Text block —
# # #

More Than Sex
Reinventing the Black Male Image
Based upon the anecdotes that he tells from his own practice, Smith seems like the type of physician that is too often missing in these accelerated times: one who talks and, more importantly, listens to his patients, often uncovering the underlying reasons for their visits to his office. More and more frequently, he has noticed, black men are coming to his office with sexual problems. Their difficulties are often not caused by any physical problems but rather by the pressures exerted by a society with a warped view of black male sexuality.
These men are reporting problems with failed or failing relationships that are related to sexuality-often the men are unable to commit to a single woman as they follow the “booty call,” and just as frequently they report that they fear losing their partners and their manhood if they are unable to perform sexually as expected. Smith’s topic here is the complex matrix of black male sexuality in America and the problems that black men and their families are experiencing.
Smith’s patients are so concerned with fulfilling the societal role of black stud that they fail to see the terrible toll that expectation extracts from them. Smith often gets these reluctant men to talk by sharing his own struggles with sexuality, as he does throughout the book. The topics range from issues of sexual abuse to sexual power to the impact of missing fathers on young boy’s developing sexuality. The most vivid moment in the book comes when Smith recounts a patient who as a ten-year-old boy witnessed a rape of a classmate by several older boys. A few years later he saw her on the playground and became sexually aroused at the memory. When she turns down his advances, he verbally lashes out, telling her she got what she deserved.

# # #

Data listing —

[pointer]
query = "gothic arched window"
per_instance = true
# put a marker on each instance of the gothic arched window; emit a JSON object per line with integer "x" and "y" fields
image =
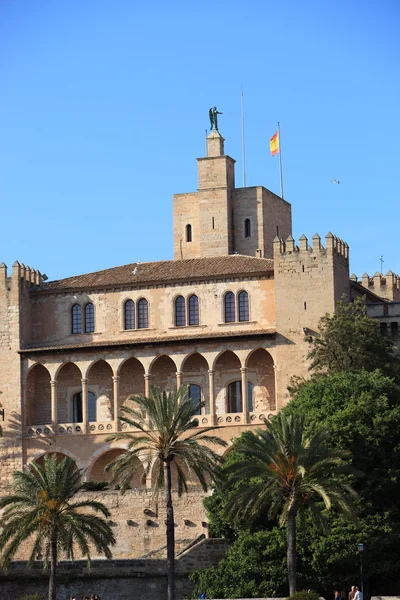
{"x": 180, "y": 312}
{"x": 89, "y": 318}
{"x": 76, "y": 323}
{"x": 193, "y": 310}
{"x": 229, "y": 308}
{"x": 143, "y": 313}
{"x": 235, "y": 401}
{"x": 129, "y": 314}
{"x": 243, "y": 306}
{"x": 194, "y": 393}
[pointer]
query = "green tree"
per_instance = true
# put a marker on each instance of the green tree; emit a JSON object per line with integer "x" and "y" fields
{"x": 169, "y": 435}
{"x": 289, "y": 471}
{"x": 350, "y": 341}
{"x": 45, "y": 510}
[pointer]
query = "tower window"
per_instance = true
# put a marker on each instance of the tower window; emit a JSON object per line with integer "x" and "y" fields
{"x": 193, "y": 310}
{"x": 243, "y": 306}
{"x": 89, "y": 318}
{"x": 180, "y": 312}
{"x": 76, "y": 319}
{"x": 230, "y": 309}
{"x": 143, "y": 313}
{"x": 129, "y": 315}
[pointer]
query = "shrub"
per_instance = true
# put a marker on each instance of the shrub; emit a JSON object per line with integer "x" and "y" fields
{"x": 304, "y": 595}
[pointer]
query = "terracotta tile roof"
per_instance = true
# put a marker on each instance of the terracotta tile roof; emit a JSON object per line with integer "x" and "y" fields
{"x": 189, "y": 337}
{"x": 165, "y": 271}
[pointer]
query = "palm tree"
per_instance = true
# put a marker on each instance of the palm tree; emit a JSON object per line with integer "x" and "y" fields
{"x": 43, "y": 509}
{"x": 287, "y": 471}
{"x": 169, "y": 437}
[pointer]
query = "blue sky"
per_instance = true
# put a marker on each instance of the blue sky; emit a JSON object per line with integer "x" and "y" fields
{"x": 104, "y": 105}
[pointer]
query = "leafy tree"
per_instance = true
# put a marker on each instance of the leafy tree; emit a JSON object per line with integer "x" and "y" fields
{"x": 43, "y": 508}
{"x": 362, "y": 413}
{"x": 169, "y": 435}
{"x": 350, "y": 341}
{"x": 289, "y": 471}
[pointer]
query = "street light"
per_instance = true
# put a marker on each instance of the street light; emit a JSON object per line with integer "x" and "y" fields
{"x": 361, "y": 550}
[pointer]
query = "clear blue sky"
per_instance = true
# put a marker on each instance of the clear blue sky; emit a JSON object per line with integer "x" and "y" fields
{"x": 104, "y": 105}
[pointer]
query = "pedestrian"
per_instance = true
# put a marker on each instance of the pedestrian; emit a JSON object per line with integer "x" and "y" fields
{"x": 358, "y": 595}
{"x": 352, "y": 592}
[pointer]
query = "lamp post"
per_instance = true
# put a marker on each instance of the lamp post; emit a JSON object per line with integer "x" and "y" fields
{"x": 361, "y": 550}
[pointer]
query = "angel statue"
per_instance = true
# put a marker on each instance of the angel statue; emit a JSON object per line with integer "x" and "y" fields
{"x": 213, "y": 114}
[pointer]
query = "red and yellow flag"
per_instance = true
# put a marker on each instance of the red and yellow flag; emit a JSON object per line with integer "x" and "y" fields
{"x": 274, "y": 144}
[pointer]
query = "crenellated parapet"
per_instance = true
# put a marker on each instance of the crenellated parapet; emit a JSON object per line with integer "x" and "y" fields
{"x": 385, "y": 286}
{"x": 333, "y": 245}
{"x": 20, "y": 272}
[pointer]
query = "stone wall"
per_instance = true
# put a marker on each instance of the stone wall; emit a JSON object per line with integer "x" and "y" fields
{"x": 114, "y": 579}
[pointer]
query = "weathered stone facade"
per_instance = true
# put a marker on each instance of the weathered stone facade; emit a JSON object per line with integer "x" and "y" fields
{"x": 227, "y": 315}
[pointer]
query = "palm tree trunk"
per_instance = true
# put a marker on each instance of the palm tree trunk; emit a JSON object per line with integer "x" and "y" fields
{"x": 291, "y": 551}
{"x": 53, "y": 566}
{"x": 170, "y": 532}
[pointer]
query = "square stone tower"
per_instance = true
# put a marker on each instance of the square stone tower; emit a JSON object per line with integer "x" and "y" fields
{"x": 220, "y": 219}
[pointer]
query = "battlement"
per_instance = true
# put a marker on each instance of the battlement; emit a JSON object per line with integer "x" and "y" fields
{"x": 333, "y": 245}
{"x": 385, "y": 286}
{"x": 21, "y": 271}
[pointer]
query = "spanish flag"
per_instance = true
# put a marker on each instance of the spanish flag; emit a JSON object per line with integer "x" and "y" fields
{"x": 274, "y": 144}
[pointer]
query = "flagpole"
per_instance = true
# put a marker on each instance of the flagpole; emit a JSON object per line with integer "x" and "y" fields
{"x": 243, "y": 147}
{"x": 280, "y": 159}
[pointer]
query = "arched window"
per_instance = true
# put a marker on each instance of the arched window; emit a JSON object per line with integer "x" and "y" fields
{"x": 129, "y": 314}
{"x": 243, "y": 306}
{"x": 235, "y": 402}
{"x": 77, "y": 412}
{"x": 76, "y": 326}
{"x": 193, "y": 310}
{"x": 89, "y": 318}
{"x": 194, "y": 393}
{"x": 180, "y": 312}
{"x": 229, "y": 300}
{"x": 143, "y": 313}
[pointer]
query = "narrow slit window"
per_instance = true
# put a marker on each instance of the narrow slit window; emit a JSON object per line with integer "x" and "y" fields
{"x": 180, "y": 312}
{"x": 243, "y": 306}
{"x": 229, "y": 300}
{"x": 129, "y": 315}
{"x": 193, "y": 310}
{"x": 76, "y": 319}
{"x": 143, "y": 313}
{"x": 89, "y": 318}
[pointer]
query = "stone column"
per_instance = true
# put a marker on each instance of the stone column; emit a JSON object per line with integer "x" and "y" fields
{"x": 178, "y": 379}
{"x": 147, "y": 385}
{"x": 211, "y": 387}
{"x": 84, "y": 405}
{"x": 116, "y": 397}
{"x": 245, "y": 404}
{"x": 53, "y": 390}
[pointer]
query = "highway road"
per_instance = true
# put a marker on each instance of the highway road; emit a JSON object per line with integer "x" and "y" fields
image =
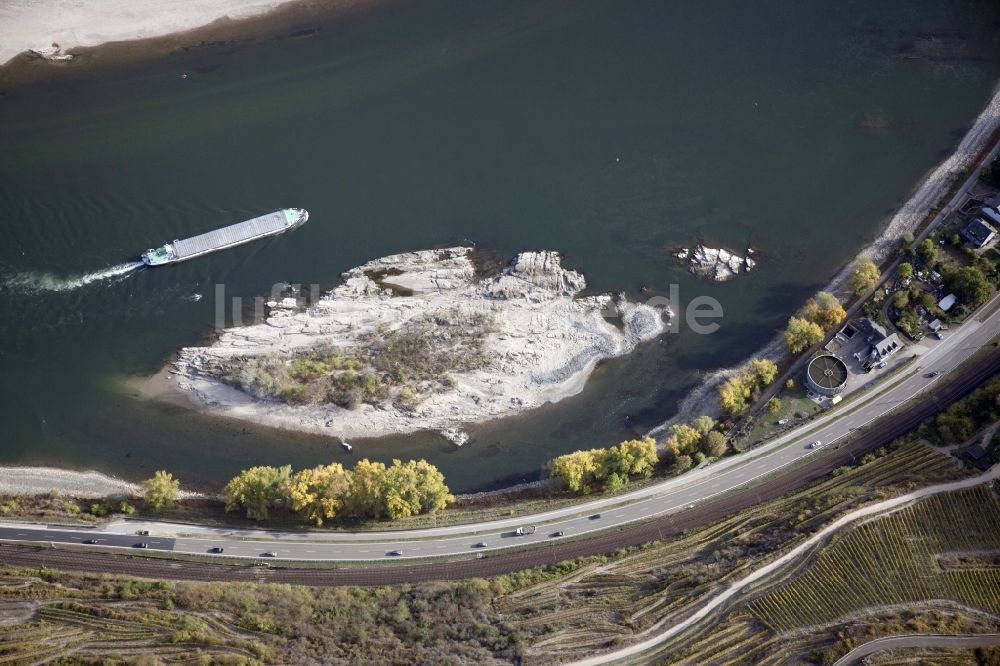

# # #

Problem to work on —
Please continue the review of *More Than Sex*, which stands before the material, starting right after its final sentence.

Exercise output —
If the strongest sections of the book are such case studies, the weakest parts of the book are Smith’s dips into broader history. Smith blames many of the problems with black male sexuality on the legacy of slavery, and while he may very well be correct, he offers no substantial evidence to support his assertion, depending instead upon over generalizations. Most suspect are periodic assertions about healthier sexual and family attitudes that existed at some unspecified time for blacks in Africa. Smith romanticizes Mother Africa and treats that vast continent’s thousands of cultures as a single entity. Smith’s topic is an important one, but this book, while making an important step in broaching the subject, fails to engage it fully.